**Fragmento para leer:**
* * * *

Resulta curioso, cada veinte de febrero celebro ─llueva, truene o caigan chuzos de punta─ el aniversario de mi partida. Pinta de Guinness en mano, ojos cerrados, brindis al cielo, por todos ellos, por los que quedaron allá, los que regresaron, por quienes se fueron para siempre. Simbólico brindis por mi hallazgo de Escocia, de Edimburgo donde levitaba sobre las aceras. Sin embargo, no recuerdo haber alzado nunca la copa un veintinueve de julio, aniversario del Retorno. ¿Existirá un mensaje cifrado en ello, algo que la mente se niega a interpretar?

El Retorno, más duro que la escapada, la huida, la aventura. Mucho más duro, a pesar de conocer a lo que volvía, o quizás por esto mismo. Y pagué por ello, ¡vaya si pagué! Cumplí una peculiar condena: trescientos sesenta y un días en rojo, sin trabajo, sin cobro de prestación, sin ayuda oficial; trescientos sesenta y un días sin ingreso alguno: “Usted no es un emigrante retornado”, dijo la señorita funcionaria repantigada tras la mesa y mirando la hora: “usted es tan sólo un españolito que marchó, por trece años, de excursión al Reino Unido, Estado europeo”, añadió con distintas palabras, disfrutándolo. Quizás por ello la magia no funcionó, no hubo épica, las ganas de celebrarlo se volatilizaron. Cero el deseo de alzar el vaso.

Mas no me arrepiento, ni de la fuga, ni del regreso. Ambos saltos llegaron en el momento adecuado, siguiendo el sabio plan de alguien que guía los impulsos en mi cabecita.

Regresé justo a tiempo, tan justo que todo un país como Reino Unido cerró sus fronteras tras mi marcha, la estupidez pudo al sentido común, las falsas promesas vencieron a la sana convivencia. Llegó el Brexit, y con él los muros, los pasaportes, las prohibiciones. Con él llegó el aislamiento, las colas en el aeropuerto, el control de aduanas, los ciudadanos de segunda. Con él, llegó el caos. Y, por fortuna, a mí no me atrapó.

“¡Prohibido prohibir!”, gritábamos de críos con voz aflautada, ante aquella vileza en forma de letrero, entonces dábamos cuatro sonoros balonazos contra la pared ─el cartel, que mostraba una pelota de fútbol cruzada por un aspa roja, ejercía de diana─ para a continuación salir corriendo con alaridos de victoria, cual pequeños forajidos, en persecución de otras chiquilladas.

Creí haberlas visto de todos los colores ─las vedas─ incluso aquella de Récord Guinness en mi querida Tenerife: "Prohibido lavarse los dientes". Pero la vida siempre esconde una más, para sorprenderte, para que no te aburras.

* * * *

**Sección de datos:**

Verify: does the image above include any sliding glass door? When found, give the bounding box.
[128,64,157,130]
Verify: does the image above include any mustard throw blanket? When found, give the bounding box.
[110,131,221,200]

* * * *

**Consigna 1:**
Reescribe de forma más breve el párrafo del fragmento sobre el regreso de Escocia que empieza con "El Retorno, más duro que la escapada", conservando sus hechos principales.
**Consigna 2:**
Enumera todo lo que, según el fragmento sobre el regreso de Escocia, llegó con el Brexit.
**Consigna 3:**
Prosigue el fragmento sobre el regreso de Escocia a partir de su última oración.

**Resultado del ejercicio 1:**
El Retorno fue mucho más duro que la escapada, quizá precisamente por saber a qué volvía. Pasé trescientos sesenta y un días sin trabajo, sin prestación, sin ayuda oficial y sin ingreso alguno. Una funcionaria decidió que no era un emigrante retornado, sino un españolito que se había ido trece años de excursión al Reino Unido, Estado europeo. Por eso no hubo magia ni épica, y se esfumaron las ganas de alzar el vaso.

**Resultado del ejercicio 2:**
- los muros
- los pasaportes
- las prohibiciones
- el aislamiento
- las colas en el aeropuerto
- el control de aduanas
- los ciudadanos de segunda
- el caos

**Resultado del ejercicio 3:**
Les pongo en escena. Pueblecito cántabro y costero, escapada por unos días. ¿Recuerdan? Me hallaba practicando deporte ─uno de mis favoritos junto al terraceo de libro y observación de flora y fauna─: pasear por las calles, estudiar a la gente, escuchar los chascarrillos, admirar la energía ajena (familias acarreando sombrillas, tumbonas, neveras, niños y colchonetas camino de la playa; filas y filas de surfistas de todas las edades transportando sus gigantescas tablas). Es un garbeo operativo, en busca de posibles objetivos gastronómicos, bares, restaurantes, terrazas y chiringuitos playeros. Buscando los caminitos bajo la sombra, huyendo del sol y su aplatanamiento infligido.

Tentado estoy de apoyar el trasero en la penumbra de una terraza desierta que veo a lo lejos, sacar el cuaderno, añadir bolígrafo y derramar sobre las páginas alineadas dos o tres chorradicas que sobrevolaron mi mente. Incluso echar mano de la novela, inhalar su aroma a imprenta, y darle un buen bocado a la Inspectora Delicado. De modo figurado, el tarisco, no piensen ustedes cosas raras.

Entonces lo vi.

Noté la presencia del cartel de pasada. Como si el rabillo del ojo hubiera hecho saltar el chivato de alarma: ¡Miiik miiik miiik! Me acerqué, para corroborar lo supuesto y, sobre todo, para leer el mensaje desde cerca (el joven halcón torno gallina vieja). Sentí una extraña atracción hacia aquella terraza desnuda. Se encontraba pegada al local, un restaurante de alto copetín. Marisco, pescado salvaje a la brasa, vinos franceses. De esos de: “Pepe, saca las tarjetas de crédito, débito, e incluso el bonobús”. El azul marino acompaña al blanco impoluto, impregnando la atmósfera con toque marítimo. Mesas altas de aspecto sólido, contundente, ausencia de sillas. En su lugar, los bancos níveos, de cemento marmolado, inmaculados como de catedral y adheridos a la fachada del local. Unos asientos permanentes, de obra. Mira, así no han de recoger todas las sillas en columnas y encadenarlas para ahorrar tentaciones al amigo de lo ajeno, pensé. Para llevarse estos bancos habrían de traer un bulldozer. Una terraza perpetua, no la arrastra ni el huracán Katrina, al menos los asientos.

El local cerrado. La terraza fantasmal.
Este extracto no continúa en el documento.